# START OF ENTRIES SUPPLIED
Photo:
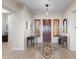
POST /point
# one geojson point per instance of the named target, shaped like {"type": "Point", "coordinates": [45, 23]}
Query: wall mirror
{"type": "Point", "coordinates": [65, 26]}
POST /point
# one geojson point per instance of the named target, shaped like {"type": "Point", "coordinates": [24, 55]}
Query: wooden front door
{"type": "Point", "coordinates": [47, 30]}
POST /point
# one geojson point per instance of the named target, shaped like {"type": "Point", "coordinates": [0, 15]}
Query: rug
{"type": "Point", "coordinates": [46, 50]}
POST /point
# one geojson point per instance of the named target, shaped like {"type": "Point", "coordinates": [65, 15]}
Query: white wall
{"type": "Point", "coordinates": [70, 14]}
{"type": "Point", "coordinates": [4, 23]}
{"type": "Point", "coordinates": [10, 5]}
{"type": "Point", "coordinates": [41, 17]}
{"type": "Point", "coordinates": [17, 28]}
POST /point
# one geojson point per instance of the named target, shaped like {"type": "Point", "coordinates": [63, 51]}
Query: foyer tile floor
{"type": "Point", "coordinates": [31, 53]}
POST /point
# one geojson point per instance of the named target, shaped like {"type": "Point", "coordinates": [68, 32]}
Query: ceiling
{"type": "Point", "coordinates": [38, 6]}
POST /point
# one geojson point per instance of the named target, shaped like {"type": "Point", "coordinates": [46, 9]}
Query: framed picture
{"type": "Point", "coordinates": [37, 27]}
{"type": "Point", "coordinates": [65, 26]}
{"type": "Point", "coordinates": [56, 27]}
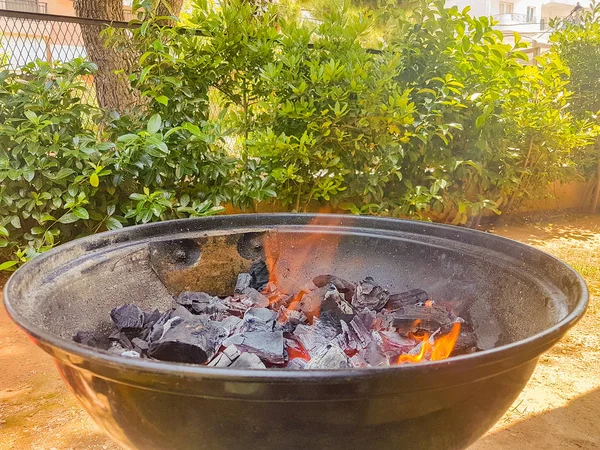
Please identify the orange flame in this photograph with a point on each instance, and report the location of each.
(287, 267)
(441, 348)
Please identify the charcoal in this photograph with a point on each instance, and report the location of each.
(336, 305)
(243, 282)
(394, 343)
(330, 356)
(358, 361)
(368, 317)
(248, 361)
(429, 318)
(255, 297)
(259, 319)
(89, 338)
(314, 337)
(372, 355)
(151, 317)
(370, 295)
(226, 358)
(297, 364)
(157, 329)
(128, 318)
(407, 298)
(193, 342)
(343, 286)
(140, 344)
(268, 345)
(232, 324)
(260, 275)
(361, 334)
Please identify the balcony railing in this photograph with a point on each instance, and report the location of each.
(515, 18)
(24, 6)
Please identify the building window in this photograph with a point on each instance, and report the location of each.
(506, 8)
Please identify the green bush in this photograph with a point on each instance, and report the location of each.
(248, 104)
(63, 177)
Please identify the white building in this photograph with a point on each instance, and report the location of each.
(530, 18)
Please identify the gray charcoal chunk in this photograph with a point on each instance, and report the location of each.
(194, 342)
(268, 345)
(297, 364)
(243, 282)
(128, 318)
(370, 295)
(255, 297)
(330, 356)
(411, 297)
(140, 343)
(248, 361)
(259, 319)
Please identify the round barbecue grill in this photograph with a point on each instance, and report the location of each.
(520, 301)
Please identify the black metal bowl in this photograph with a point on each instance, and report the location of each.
(521, 301)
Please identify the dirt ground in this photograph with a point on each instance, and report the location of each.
(559, 408)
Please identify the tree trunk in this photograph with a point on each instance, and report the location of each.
(113, 90)
(169, 7)
(596, 197)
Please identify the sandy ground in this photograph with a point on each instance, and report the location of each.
(559, 409)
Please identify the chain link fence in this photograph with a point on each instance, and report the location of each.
(30, 35)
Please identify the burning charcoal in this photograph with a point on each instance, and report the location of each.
(330, 356)
(121, 338)
(370, 295)
(232, 325)
(248, 361)
(260, 275)
(368, 317)
(268, 345)
(256, 297)
(358, 361)
(372, 355)
(151, 317)
(314, 337)
(140, 344)
(407, 298)
(157, 329)
(392, 342)
(128, 318)
(182, 313)
(87, 338)
(361, 333)
(225, 359)
(426, 318)
(259, 319)
(343, 286)
(297, 364)
(188, 342)
(244, 280)
(335, 306)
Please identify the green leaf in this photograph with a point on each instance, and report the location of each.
# END OF ENTRIES SUPPLIED
● DIRECTIONS
Rewrite all the items, replacing "photograph" with "image" everywhere it occurs and changing nothing else. Leave the pictures out.

● EXERCISE RESULT
Photo:
POST /point
# one geojson point per instance of the named target, shaped like {"type": "Point", "coordinates": [45, 23]}
Query: wall mirror
{"type": "Point", "coordinates": [65, 26]}
POST /point
# one geojson point per instance of the named target, shaped like {"type": "Point", "coordinates": [24, 55]}
Query: wooden front door
{"type": "Point", "coordinates": [47, 30]}
POST /point
# one geojson point per instance of the named target, shaped like {"type": "Point", "coordinates": [0, 15]}
Query: rug
{"type": "Point", "coordinates": [46, 50]}
POST /point
# one geojson point per instance of the named target, shaped like {"type": "Point", "coordinates": [65, 15]}
Query: white wall
{"type": "Point", "coordinates": [70, 14]}
{"type": "Point", "coordinates": [4, 23]}
{"type": "Point", "coordinates": [10, 5]}
{"type": "Point", "coordinates": [41, 17]}
{"type": "Point", "coordinates": [17, 28]}
POST /point
# one geojson point per instance of the named target, shaped like {"type": "Point", "coordinates": [63, 51]}
Query: foyer tile floor
{"type": "Point", "coordinates": [31, 53]}
POST /point
# one geojson point per instance of the named target, shaped like {"type": "Point", "coordinates": [68, 32]}
Query: ceiling
{"type": "Point", "coordinates": [38, 6]}
POST /point
# one geojson point per instance of the named target, shaped like {"type": "Point", "coordinates": [46, 9]}
Query: framed picture
{"type": "Point", "coordinates": [37, 27]}
{"type": "Point", "coordinates": [65, 26]}
{"type": "Point", "coordinates": [56, 27]}
Please identify the orange flame in this image with a point on each instance, and report the location of each.
(287, 267)
(441, 348)
Please identify the charcoal in this image with a point on each instance, and report the location of each.
(336, 305)
(243, 282)
(394, 343)
(330, 356)
(358, 361)
(368, 317)
(248, 361)
(429, 318)
(255, 297)
(259, 319)
(89, 338)
(314, 337)
(372, 355)
(151, 317)
(370, 295)
(226, 358)
(297, 364)
(157, 329)
(128, 318)
(407, 298)
(193, 342)
(343, 286)
(140, 344)
(268, 345)
(232, 324)
(260, 275)
(361, 334)
Please identify the balcony railing in this image with a point on each instance, and report the location of each.
(515, 18)
(24, 6)
Please identify the building window in this image with a point on each instance, and report the location of each.
(506, 8)
Please identify the green bush in this image with a point on each instance, and report the location of each.
(248, 104)
(63, 177)
Please identify the white building in this image with a point on each instance, and report the location of each.
(530, 18)
Please identify the gray charcoal chunk in this image with a point on each instance, and report the location of each.
(194, 342)
(268, 345)
(297, 364)
(243, 282)
(128, 318)
(370, 295)
(255, 297)
(330, 356)
(411, 297)
(140, 343)
(248, 361)
(259, 319)
Please identify the round barbecue grill in this image with a point on each instance, and report the location of each.
(520, 301)
Please identify the black metal bowl in this image with a point on each instance, and report the location of each.
(521, 301)
Please identify the dirt ground in this image with a point on each instance, and report the location of each.
(559, 408)
Please identify the tree trunk in this image with a point on each instance, and report the location of each.
(113, 90)
(169, 7)
(596, 197)
Please identify the sandy ground in this image with a point on each instance, and report the location of each.
(559, 409)
Please identify the chain link fence in this image with a point on each instance, and report the location of each.
(30, 35)
Please identify the burning charcoal in this image with a point on each instance, and report the location of each.
(330, 356)
(121, 338)
(370, 295)
(232, 325)
(248, 361)
(260, 275)
(368, 317)
(268, 345)
(256, 297)
(358, 361)
(372, 355)
(151, 317)
(314, 337)
(140, 344)
(407, 298)
(157, 329)
(392, 342)
(128, 318)
(182, 313)
(87, 338)
(361, 333)
(225, 359)
(426, 318)
(259, 319)
(343, 286)
(297, 364)
(188, 342)
(244, 280)
(335, 306)
Please identify the green leaf in this image with a point on each instance, and report the location of each.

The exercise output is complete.